____ 本文

加齢に関連する注意点:高齢者における甲状腺の変化

加齢そのものは甲状腺と甲状腺ホルモンに対して軽微な影響しか及ぼしません。歳をとると、甲状腺は縮んで首の中での位置が降下します。トリヨードサイロニン(T3)と呼ばれる甲状腺ホルモンの量はわずかに減少しますが、生命維持機能の活動速度はほとんど変化しません。しかし、甲状腺疾患は加齢に伴って増加する傾向がみられます。

甲状腺の機能に影響を及ぼす病気、特に甲状腺機能亢進症甲状腺機能低下症は、他の病気や高齢者にみられる特徴とよく似た症状を引き起こすため、高齢者では別の病気に間違われがちです。

甲状腺機能が亢進または低下すると、高齢者は大幅な体調の悪化を感じ、日常生活を送る能力が大きく衰える場合があります。このような理由から、効果的に治療を行うためには、隠れている本症を見逃さないようにする必要があります。

一部の専門家は、70歳以上の人に対して毎年または数年毎に甲状腺刺激ホルモンの血中濃度を測定することを推奨していますが、この問題を検討したいくつかの医学団体は、臨床検査値の軽微な異常のある人への過剰な治療を避けるために、真に無症状の成人にはスクリーニングを行わないよう推奨しています。

________
____ 保存データ

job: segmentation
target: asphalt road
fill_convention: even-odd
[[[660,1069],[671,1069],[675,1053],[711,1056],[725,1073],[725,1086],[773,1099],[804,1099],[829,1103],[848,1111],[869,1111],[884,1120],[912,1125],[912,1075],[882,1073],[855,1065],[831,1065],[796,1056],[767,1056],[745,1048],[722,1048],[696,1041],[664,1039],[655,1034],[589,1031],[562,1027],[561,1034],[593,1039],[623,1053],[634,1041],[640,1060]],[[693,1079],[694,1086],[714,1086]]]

________
____ 保存データ

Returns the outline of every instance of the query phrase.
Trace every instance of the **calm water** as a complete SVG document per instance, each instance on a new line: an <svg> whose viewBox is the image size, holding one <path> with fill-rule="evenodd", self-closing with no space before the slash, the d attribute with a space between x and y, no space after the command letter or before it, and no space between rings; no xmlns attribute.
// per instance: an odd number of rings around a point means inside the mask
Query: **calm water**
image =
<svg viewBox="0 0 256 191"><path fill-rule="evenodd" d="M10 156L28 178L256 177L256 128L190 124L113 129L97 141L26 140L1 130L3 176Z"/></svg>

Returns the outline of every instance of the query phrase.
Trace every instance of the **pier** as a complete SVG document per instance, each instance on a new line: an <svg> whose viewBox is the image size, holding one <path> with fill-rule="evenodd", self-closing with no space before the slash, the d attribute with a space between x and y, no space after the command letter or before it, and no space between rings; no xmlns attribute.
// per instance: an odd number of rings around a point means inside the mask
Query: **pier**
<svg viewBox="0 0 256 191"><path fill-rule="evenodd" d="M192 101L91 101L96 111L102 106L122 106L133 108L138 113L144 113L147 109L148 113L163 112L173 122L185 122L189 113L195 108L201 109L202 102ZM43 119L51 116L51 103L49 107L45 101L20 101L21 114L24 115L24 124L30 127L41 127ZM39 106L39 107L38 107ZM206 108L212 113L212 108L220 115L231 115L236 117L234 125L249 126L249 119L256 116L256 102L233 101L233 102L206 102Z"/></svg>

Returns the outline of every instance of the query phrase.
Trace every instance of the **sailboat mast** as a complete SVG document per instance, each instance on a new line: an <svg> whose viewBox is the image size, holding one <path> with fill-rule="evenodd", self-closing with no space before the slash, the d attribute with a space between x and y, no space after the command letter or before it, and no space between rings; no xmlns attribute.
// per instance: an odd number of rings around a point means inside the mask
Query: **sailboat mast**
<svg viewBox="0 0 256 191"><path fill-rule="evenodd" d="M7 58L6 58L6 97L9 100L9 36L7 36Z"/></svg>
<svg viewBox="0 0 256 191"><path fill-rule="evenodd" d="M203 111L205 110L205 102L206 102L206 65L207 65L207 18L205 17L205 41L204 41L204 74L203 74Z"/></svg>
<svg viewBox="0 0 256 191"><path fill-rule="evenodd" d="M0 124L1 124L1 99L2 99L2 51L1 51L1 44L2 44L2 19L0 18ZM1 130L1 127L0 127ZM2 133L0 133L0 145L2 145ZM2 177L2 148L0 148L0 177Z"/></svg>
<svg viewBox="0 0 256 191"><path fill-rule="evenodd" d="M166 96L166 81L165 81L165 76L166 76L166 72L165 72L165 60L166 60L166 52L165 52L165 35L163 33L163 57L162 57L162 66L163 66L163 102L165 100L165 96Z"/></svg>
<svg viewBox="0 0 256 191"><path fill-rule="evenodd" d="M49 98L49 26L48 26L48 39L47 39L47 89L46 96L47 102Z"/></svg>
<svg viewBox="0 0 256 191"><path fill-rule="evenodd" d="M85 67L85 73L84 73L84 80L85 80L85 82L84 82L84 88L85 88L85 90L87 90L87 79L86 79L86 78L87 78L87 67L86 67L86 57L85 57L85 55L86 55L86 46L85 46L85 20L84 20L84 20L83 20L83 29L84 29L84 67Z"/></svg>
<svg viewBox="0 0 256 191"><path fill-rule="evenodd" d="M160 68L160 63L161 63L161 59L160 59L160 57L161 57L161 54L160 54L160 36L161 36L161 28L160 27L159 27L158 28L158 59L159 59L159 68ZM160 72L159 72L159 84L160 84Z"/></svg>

________

> _取り組む問題_:
1: 本文について、次の問いに答えよ。
(a) 歳をとると、甲状腺は首の中でどうなるか。
(b) 一部の専門家が甲状腺刺激ホルモンの血中濃度の測定を勧めているのは、何歳以上の人か。
(c) いくつかの医学団体がスクリーニングを行わないよう推奨しているのは、どのような人か。
2: 本文の「加齢に関連する注意点:高齢者における甲状腺の変化」から「別の病気に間違われがちです。」までを、一字も変えずに書き出せ。

> _解答_:
1:
(a) 縮んで、位置が降下する。
(b) 70歳以上の人。
(c) 真に無症状の成人。

2:
加齢に関連する注意点:高齢者における甲状腺の変化

加齢そのものは甲状腺と甲状腺ホルモンに対して軽微な影響しか及ぼしません。歳をとると、甲状腺は縮んで首の中での位置が降下します。トリヨードサイロニン(T3)と呼ばれる甲状腺ホルモンの量はわずかに減少しますが、生命維持機能の活動速度はほとんど変化しません。しかし、甲状腺疾患は加齢に伴って増加する傾向がみられます。

甲状腺の機能に影響を及ぼす病気、特に甲状腺機能亢進症甲状腺機能低下症は、他の病気や高齢者にみられる特徴とよく似た症状を引き起こすため、高齢者では別の病気に間違われがちです。